Records provided →
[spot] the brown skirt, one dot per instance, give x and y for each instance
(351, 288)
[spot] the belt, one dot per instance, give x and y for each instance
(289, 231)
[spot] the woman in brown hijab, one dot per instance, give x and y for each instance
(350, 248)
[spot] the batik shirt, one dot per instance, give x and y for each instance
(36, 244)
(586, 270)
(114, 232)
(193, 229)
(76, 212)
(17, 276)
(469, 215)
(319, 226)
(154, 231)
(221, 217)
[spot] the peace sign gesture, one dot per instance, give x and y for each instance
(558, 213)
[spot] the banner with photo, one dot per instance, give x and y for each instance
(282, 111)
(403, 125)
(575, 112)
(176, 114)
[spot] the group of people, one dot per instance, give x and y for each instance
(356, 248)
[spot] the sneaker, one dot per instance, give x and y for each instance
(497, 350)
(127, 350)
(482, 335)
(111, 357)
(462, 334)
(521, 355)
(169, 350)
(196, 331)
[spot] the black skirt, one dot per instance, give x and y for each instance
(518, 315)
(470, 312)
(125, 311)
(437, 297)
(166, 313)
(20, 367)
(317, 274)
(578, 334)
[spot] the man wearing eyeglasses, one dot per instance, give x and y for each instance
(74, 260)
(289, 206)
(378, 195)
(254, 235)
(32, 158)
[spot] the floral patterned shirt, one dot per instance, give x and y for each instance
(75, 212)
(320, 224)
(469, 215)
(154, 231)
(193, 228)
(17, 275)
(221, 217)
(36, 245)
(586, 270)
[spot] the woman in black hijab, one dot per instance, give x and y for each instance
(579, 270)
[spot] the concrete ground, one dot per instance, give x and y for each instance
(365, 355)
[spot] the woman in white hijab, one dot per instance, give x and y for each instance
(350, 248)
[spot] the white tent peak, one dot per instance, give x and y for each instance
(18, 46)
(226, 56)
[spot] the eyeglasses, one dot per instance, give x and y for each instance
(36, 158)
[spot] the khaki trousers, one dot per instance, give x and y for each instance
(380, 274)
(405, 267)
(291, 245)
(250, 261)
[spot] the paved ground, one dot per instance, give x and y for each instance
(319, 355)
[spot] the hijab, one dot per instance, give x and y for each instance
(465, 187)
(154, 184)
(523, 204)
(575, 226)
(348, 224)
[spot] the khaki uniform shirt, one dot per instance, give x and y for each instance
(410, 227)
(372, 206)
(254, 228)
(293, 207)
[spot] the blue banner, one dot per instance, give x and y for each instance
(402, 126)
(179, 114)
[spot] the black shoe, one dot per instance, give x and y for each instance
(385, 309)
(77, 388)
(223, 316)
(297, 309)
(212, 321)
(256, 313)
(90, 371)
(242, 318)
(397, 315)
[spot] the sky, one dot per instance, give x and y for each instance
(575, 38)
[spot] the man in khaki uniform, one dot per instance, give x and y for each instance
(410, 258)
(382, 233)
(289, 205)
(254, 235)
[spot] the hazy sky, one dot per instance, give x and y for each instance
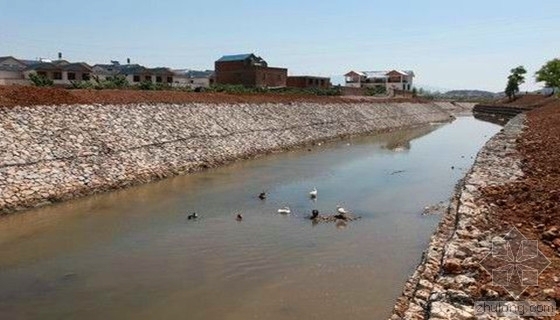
(449, 44)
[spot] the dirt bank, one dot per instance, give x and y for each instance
(29, 96)
(515, 182)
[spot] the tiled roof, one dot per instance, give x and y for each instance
(194, 73)
(235, 57)
(10, 68)
(78, 66)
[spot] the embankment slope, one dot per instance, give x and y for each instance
(54, 153)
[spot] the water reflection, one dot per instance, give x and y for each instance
(133, 254)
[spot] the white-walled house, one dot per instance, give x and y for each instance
(11, 71)
(134, 73)
(193, 79)
(61, 72)
(391, 80)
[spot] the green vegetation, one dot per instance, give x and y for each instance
(40, 81)
(515, 79)
(550, 74)
(114, 82)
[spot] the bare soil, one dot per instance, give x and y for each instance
(14, 95)
(533, 203)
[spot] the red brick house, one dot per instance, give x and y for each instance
(249, 70)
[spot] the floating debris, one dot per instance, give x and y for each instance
(435, 209)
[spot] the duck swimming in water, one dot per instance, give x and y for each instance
(285, 210)
(314, 214)
(313, 193)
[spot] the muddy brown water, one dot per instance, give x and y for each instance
(132, 254)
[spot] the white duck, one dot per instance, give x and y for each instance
(313, 193)
(285, 210)
(341, 210)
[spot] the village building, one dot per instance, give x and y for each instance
(61, 72)
(249, 70)
(390, 80)
(306, 82)
(134, 73)
(193, 79)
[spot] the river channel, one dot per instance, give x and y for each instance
(133, 254)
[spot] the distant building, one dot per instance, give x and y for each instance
(134, 73)
(391, 80)
(193, 79)
(309, 82)
(11, 71)
(249, 70)
(61, 72)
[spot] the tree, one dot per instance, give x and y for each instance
(550, 74)
(515, 79)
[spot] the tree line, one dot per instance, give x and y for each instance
(549, 73)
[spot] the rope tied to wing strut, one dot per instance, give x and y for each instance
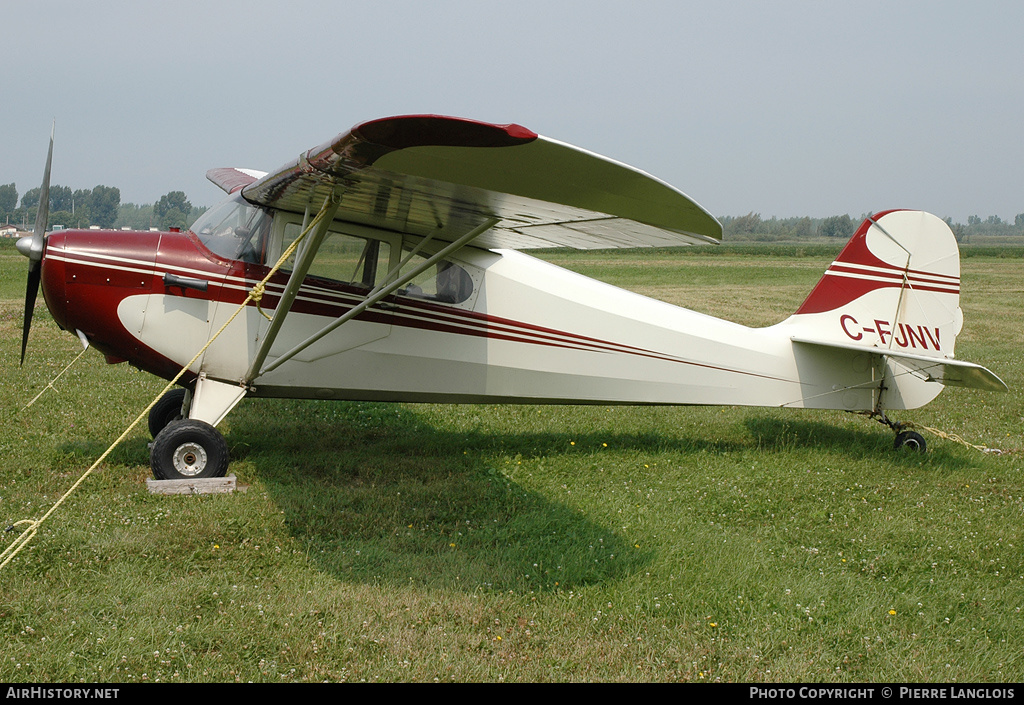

Set task →
Make an exact copy of all the material, but keep the pictures out of it.

Completed task →
[spot] the brown skirt, one dot per instance, give x and y for each instance
(351, 288)
[spot] the belt, one dot per instance, give x and y for each instance
(289, 231)
[spot] the woman in brown hijab, one dot per instance, give x and y for each instance
(350, 248)
[spot] the batik shirt, one dot per instance, give x and y for each instance
(36, 244)
(586, 270)
(114, 232)
(193, 229)
(76, 212)
(17, 276)
(469, 215)
(319, 226)
(154, 231)
(221, 217)
[spot] the peace sign gesture, one dot per instance, give x and y for each instance
(558, 213)
[spot] the banner with photo, one dot per instance, give x and y for each instance
(282, 111)
(403, 125)
(575, 112)
(176, 114)
[spot] the group of people, one dot per instance, give x and y for each instance
(356, 248)
[spot] the sneaker, one dot per instance, give x and y for each instance
(497, 350)
(127, 350)
(482, 335)
(111, 357)
(462, 334)
(521, 355)
(169, 350)
(196, 331)
[spot] the black skirt, one dot per instance, give x and y for each instance
(518, 315)
(470, 312)
(125, 311)
(437, 297)
(166, 313)
(20, 367)
(317, 274)
(578, 334)
[spot] the man wearing eyeglasses, one dot per instance, give x and y for each instance
(74, 260)
(289, 206)
(378, 195)
(254, 235)
(32, 158)
[spot] the floral patterned shirt, one dot per instance, give x and y for each instance
(75, 212)
(320, 224)
(469, 215)
(154, 231)
(193, 228)
(17, 275)
(221, 217)
(36, 245)
(586, 270)
[spot] the woman in black hijab, one dot per instance, give x and y for each instance
(579, 270)
[spot] the concrete ground, one dot per instance, give x and y for each instance
(365, 355)
[spot] the woman in white hijab, one dot per instance, give x and y for each instance
(350, 248)
[spot] the white tent peak, one dot per instance, give x and y for each instance
(18, 46)
(226, 56)
[spot] the eyeglasses, one dot per instance, give x and y for each instance
(36, 158)
[spot] the khaki trousers, one dot per instance, give x and y for each instance
(380, 274)
(405, 267)
(291, 245)
(250, 261)
[spot] the paved ground, one dot per instance, give x and y for each instance
(319, 355)
[spot] the hijab, one dot per instance, give x and y for each instance
(465, 187)
(154, 184)
(523, 204)
(575, 226)
(348, 224)
[spot] the khaki uniform shirt, one dot per instance, give x and y for each instance
(410, 227)
(372, 206)
(254, 228)
(293, 207)
[spot] the blue banner, one dot per instance, give x and y for each instance
(402, 126)
(179, 114)
[spot] the black shoe, one dot per instance, give x and y for each instance
(385, 309)
(77, 388)
(223, 316)
(297, 309)
(212, 321)
(256, 313)
(90, 371)
(242, 318)
(397, 315)
[spot] the sky, one dot per instance, give x and y for each instance
(575, 38)
[spot] the man in khaki uniform, one dot per instance, give x and y for each instance
(410, 258)
(382, 233)
(289, 205)
(254, 235)
[spot] the hazy sky, one dot per instance, give x and y for each instance
(449, 44)
[spot] the dirt bank, one dot per instance, give x and y for each instance
(29, 96)
(515, 182)
[spot] the tiled roof, one dot per instance, give x and y for each instance
(194, 73)
(235, 57)
(10, 68)
(78, 66)
[spot] the embankment slope, one dot per instance, give x and y for each instance
(54, 153)
[spot] the water reflection, one dot per instance, give x and y for each instance
(133, 254)
[spot] the white-walled house, one dot per instance, give x and y for each instance
(11, 71)
(134, 73)
(193, 79)
(61, 72)
(391, 80)
[spot] the green vegetation, one dot per instance, give x and y for each instance
(40, 81)
(515, 79)
(550, 74)
(114, 82)
[spot] the bare soil, one dot per instance, give x and y for each instance
(14, 95)
(533, 203)
[spot] the red brick house, one dot per instance, give x and y for each instance
(249, 70)
[spot] the floating debris, one dot per instance, give x and y for each instance
(435, 209)
[spot] the duck swimming in water, one dot per instance, give x and y for each instance
(285, 210)
(314, 214)
(313, 193)
[spot] the muddy brown water, one dot per instance, give x and y for each instance
(132, 254)
[spot] the white duck, one dot per instance, give x and y for each instance
(313, 193)
(285, 210)
(341, 210)
[spot] the village building, one dot per instance, give x and y for each instance
(61, 72)
(249, 70)
(390, 80)
(306, 82)
(134, 73)
(193, 79)
[spot] the river channel, one dot per instance, give x and y for each instance
(133, 254)
[spot] the distant building, one dot per instance, give x and y for each instance
(134, 73)
(391, 80)
(193, 79)
(309, 82)
(11, 71)
(249, 70)
(61, 72)
[spot] the tree, one dot per instance, give x and y for each instance
(550, 74)
(515, 79)
[spot] the tree line, one dot per instance, give x and y for each instance
(549, 73)
[spot] the rope tied to wing strut, one dot per instance, give x and y for each instance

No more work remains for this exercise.